Begin DATA PROVIDED

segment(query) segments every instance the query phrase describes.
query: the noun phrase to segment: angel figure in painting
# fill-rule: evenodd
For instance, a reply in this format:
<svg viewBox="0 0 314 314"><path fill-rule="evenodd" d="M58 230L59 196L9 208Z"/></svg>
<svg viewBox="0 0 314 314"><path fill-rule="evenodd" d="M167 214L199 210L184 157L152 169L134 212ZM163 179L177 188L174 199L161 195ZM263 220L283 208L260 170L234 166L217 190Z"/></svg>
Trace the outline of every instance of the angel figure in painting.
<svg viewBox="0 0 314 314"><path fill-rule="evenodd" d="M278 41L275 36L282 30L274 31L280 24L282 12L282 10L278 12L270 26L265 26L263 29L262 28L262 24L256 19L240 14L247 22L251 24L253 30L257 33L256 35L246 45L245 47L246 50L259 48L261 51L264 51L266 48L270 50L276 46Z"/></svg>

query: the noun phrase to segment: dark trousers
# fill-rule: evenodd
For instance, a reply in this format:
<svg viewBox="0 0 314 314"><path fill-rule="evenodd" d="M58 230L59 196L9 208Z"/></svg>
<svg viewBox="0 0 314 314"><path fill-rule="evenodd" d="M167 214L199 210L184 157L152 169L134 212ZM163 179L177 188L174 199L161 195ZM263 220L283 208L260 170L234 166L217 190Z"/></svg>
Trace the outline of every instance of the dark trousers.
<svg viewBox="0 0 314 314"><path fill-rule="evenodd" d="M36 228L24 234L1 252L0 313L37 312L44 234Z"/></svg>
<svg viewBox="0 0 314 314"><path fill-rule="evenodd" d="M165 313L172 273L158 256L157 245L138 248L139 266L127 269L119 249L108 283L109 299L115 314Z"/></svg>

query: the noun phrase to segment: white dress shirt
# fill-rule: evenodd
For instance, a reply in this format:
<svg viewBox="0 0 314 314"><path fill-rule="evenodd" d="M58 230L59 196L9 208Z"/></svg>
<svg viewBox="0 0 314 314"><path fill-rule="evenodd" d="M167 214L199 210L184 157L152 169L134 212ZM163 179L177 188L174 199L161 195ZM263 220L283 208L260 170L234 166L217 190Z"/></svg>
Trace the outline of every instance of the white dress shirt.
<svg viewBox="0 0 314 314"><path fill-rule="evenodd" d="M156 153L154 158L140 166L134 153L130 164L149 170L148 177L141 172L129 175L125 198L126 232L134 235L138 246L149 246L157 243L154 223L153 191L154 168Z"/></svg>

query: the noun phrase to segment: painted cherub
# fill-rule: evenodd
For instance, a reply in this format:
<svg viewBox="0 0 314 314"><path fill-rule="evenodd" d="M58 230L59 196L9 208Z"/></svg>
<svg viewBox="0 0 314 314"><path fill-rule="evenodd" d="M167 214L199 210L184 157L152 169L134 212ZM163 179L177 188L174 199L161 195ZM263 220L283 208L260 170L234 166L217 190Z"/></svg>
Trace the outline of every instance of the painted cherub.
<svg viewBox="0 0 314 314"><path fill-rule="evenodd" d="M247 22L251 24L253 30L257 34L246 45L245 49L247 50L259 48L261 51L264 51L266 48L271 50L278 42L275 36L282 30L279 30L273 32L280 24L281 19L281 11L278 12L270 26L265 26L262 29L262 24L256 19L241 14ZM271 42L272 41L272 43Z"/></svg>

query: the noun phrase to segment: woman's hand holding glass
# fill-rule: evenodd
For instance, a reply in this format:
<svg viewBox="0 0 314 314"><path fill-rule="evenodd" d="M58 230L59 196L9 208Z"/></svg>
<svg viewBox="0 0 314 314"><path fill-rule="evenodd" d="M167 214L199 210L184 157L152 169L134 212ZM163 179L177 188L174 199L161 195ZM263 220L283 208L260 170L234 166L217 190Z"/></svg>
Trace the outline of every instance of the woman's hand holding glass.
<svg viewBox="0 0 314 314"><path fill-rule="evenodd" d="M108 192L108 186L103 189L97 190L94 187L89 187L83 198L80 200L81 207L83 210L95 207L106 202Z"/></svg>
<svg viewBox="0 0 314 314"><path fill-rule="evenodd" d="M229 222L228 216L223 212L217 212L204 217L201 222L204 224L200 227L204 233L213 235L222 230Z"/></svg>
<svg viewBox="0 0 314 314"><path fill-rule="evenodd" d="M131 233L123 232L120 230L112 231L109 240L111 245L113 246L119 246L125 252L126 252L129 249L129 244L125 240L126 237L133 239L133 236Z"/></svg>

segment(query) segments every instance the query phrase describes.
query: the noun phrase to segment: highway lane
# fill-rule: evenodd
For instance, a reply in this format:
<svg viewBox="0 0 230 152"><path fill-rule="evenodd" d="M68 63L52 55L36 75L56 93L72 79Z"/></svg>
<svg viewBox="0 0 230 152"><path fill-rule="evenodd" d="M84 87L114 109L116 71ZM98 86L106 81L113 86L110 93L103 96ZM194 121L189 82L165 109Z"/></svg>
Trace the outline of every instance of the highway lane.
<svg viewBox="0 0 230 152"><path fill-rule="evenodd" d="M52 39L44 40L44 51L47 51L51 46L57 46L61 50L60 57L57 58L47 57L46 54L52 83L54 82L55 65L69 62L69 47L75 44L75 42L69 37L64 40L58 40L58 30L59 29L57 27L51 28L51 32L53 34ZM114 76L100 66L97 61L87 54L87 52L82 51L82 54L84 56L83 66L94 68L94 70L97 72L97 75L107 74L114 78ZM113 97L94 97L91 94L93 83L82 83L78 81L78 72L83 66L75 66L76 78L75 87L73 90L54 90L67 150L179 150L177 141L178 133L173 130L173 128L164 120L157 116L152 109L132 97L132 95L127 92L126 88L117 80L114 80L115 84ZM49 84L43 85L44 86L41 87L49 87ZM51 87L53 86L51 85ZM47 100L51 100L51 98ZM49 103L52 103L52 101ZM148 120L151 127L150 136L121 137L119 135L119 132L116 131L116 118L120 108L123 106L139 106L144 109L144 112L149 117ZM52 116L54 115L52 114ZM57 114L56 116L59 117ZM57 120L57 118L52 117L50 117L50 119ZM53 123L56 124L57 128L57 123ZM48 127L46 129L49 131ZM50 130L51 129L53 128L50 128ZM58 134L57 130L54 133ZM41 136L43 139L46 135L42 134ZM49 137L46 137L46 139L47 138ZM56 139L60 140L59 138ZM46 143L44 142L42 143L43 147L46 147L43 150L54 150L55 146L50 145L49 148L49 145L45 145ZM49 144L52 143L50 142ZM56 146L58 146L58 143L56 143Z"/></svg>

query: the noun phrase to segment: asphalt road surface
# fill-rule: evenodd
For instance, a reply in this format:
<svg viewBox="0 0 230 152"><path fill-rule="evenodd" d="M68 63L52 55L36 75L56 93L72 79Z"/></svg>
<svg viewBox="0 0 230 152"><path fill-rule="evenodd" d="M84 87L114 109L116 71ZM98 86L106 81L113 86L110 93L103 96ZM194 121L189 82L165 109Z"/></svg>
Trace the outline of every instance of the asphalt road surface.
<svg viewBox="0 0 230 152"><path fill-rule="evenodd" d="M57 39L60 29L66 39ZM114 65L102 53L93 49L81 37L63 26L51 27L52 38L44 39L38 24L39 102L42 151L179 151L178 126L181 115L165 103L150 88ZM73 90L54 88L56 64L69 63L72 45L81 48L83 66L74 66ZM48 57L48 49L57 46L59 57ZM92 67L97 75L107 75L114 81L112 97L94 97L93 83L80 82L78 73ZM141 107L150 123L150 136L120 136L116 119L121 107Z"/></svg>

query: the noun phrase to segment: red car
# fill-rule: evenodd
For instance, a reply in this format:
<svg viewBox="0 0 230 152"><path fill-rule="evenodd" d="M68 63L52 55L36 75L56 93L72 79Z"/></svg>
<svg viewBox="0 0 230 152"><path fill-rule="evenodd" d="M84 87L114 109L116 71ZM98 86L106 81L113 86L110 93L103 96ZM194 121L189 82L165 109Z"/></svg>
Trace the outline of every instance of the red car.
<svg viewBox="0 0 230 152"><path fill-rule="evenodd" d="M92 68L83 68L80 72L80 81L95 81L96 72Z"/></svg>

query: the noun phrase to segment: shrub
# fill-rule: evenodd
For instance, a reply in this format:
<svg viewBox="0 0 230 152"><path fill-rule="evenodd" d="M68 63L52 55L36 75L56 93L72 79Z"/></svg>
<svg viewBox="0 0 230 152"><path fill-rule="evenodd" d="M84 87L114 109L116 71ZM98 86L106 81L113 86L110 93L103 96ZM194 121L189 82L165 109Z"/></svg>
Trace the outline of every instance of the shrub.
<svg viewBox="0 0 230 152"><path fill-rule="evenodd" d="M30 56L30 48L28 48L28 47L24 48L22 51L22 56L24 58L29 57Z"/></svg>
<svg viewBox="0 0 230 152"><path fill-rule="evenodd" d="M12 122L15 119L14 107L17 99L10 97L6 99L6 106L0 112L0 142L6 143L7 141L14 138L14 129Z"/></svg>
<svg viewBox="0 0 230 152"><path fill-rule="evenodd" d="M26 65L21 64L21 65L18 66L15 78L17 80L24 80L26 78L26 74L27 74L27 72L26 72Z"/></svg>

End DATA PROVIDED

◆ GIVEN EXERCISE ◆
Revise the material from its first line up to and including the line with "41L275 36L282 30L274", replacing "angel" with "cherub" and leaving everything else unchanged.

◆ EXERCISE RESPONSE ◆
segment(query) segments every instance the query phrase describes.
query: the noun phrase to segment: cherub figure in painting
# fill-rule: evenodd
For instance, a reply in this format:
<svg viewBox="0 0 314 314"><path fill-rule="evenodd" d="M58 230L59 196L9 208Z"/></svg>
<svg viewBox="0 0 314 314"><path fill-rule="evenodd" d="M167 214L199 210L184 157L152 169L134 212ZM163 179L177 188L174 199L161 195ZM263 220L283 208L260 170L234 166L217 190Z"/></svg>
Trace the outline of every instance of the cherub figure in painting.
<svg viewBox="0 0 314 314"><path fill-rule="evenodd" d="M278 41L275 36L282 30L274 31L280 24L282 12L282 10L278 12L270 26L265 26L263 29L262 28L262 24L256 19L240 14L247 22L251 24L253 30L257 33L256 35L246 45L245 47L246 50L259 48L261 51L264 51L266 48L270 50L276 46Z"/></svg>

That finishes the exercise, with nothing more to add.